# EXERCISE DIRECTIONS
Can you rewrite everything in the seaberry article from "Gardening Articles: Edibles" down to "or six females.", substituting "insects" for "wind"?

# DOCUMENT EXTRACT
Gardening Articles: Edibles :: Small Fruits & Berries
Seaberry (page 2 of 2)
by Lewis and Nancy Hill
Grow Them by Land or by Sea
Seaberries are easy to grow and require little space. Because male and female flowers grow on separate plants, you need at least one of each sex to produce fruit. Flowers are pollinated mostly by wind, so space plants closely: 6 to 8 feet apart in rows, or 3 feet apart as a hedge. One male (distinguished by its larger flower buds) can pollinate five or six females.
Plant seaberries in spring in full sun. They grow in most soils, even sand or gravel, tolerate both seashore and road salt, and withstand drought well. They seem to do best in a well-drained soil (pH between 5.5 and 7.5). A thick organic mulch, renewed each spring with compost or manure, should supply all the other nutrients they need and protect the shallow roots. Seaberries grow quickly and usually bear their first fruits two to three years after planting. Some varieties produce 30 to 50 pounds of fruit per shrub annually, but it may take several years to reach maximum production.
Seaberries need little pruning, unless you want to train them into bushy shrubs or shapely small trees. From time to time, cut out damaged or unproductive branches. Prune in fall after harvesting the berries in late summer. The plants resist most diseases and insects, so spraying is seldom necessary.
Harvest berries when they are fully colored but still firm. Although birds like to nest in the shrubs, they aren't keen on ripe berries, so netting isn't usually necessary. Pick the berries by hand, or if the bushes are large, cut some of the branches and shake off the berries. This technique keeps the plant small and berries within reach for easy harvesting.
Wash the fruits, then puree them (or crush them with a potato masher). Strain the juice, discarding the seeds and pulp. Measure the juice (2-1/2 pounds of berries yield about 1 quart of juice) into a large pot, and heat to 120° F. Mix 1 part sugar or honey to 6 parts liquid, and continue heating until the sugar dissolves. Pour into sterilized bottles, and store in the refrigerator for up to two weeks, or freeze for up to six months. For a light, refreshing drink, mix the seaberry juice with other fruit juices, such as apple, orange, or raspberry, and soda water to taste.
Popular authors Lewis and Nancy Hill are the proprietors of Berry Hill Farm in Northern Vermont.

# RAW DATA

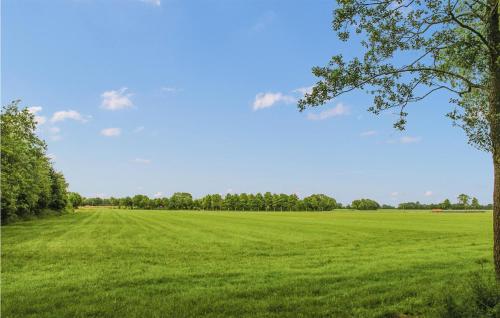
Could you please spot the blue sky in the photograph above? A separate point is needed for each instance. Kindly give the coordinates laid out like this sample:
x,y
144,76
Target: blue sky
---
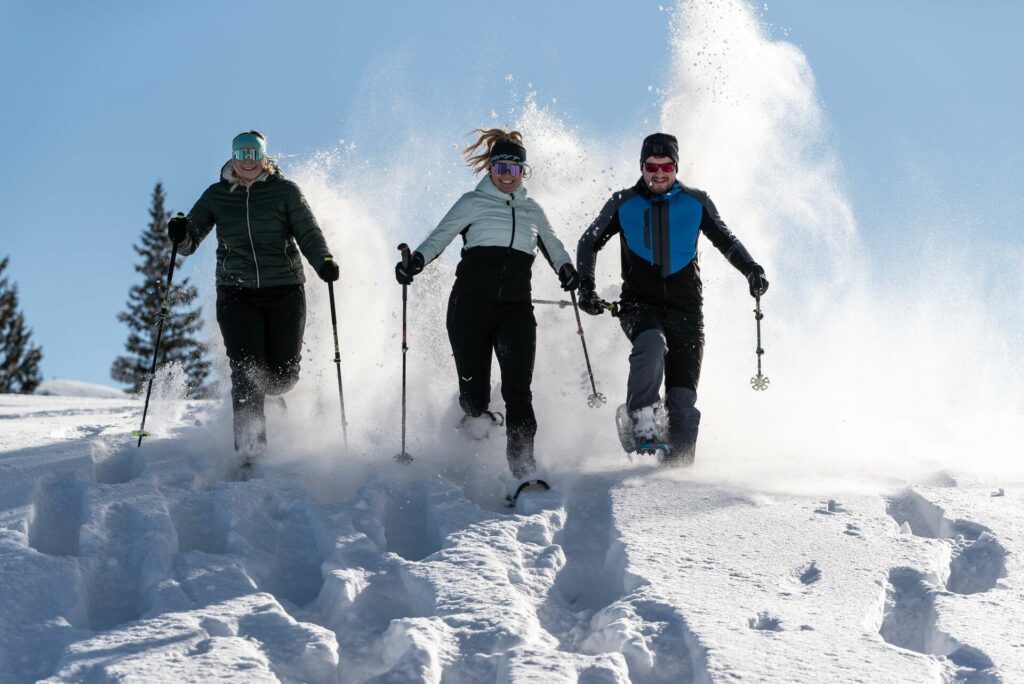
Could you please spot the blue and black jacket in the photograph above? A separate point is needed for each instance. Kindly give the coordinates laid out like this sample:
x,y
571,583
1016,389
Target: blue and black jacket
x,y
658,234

# EXERCISE OUTPUT
Gardening Articles: Edibles :: Small Fruits & Berries
Seaberry (page 2 of 2)
by Lewis and Nancy Hill
Grow Them by Land or by Sea
Seaberries are easy to grow and require little space. Because male and female flowers grow on separate plants, you need at least one of each sex to produce fruit. Flowers are pollinated mostly by insects, so space plants closely: 6 to 8 feet apart in rows, or 3 feet apart as a hedge. One male (distinguished by its larger flower buds) can pollinate five or six females.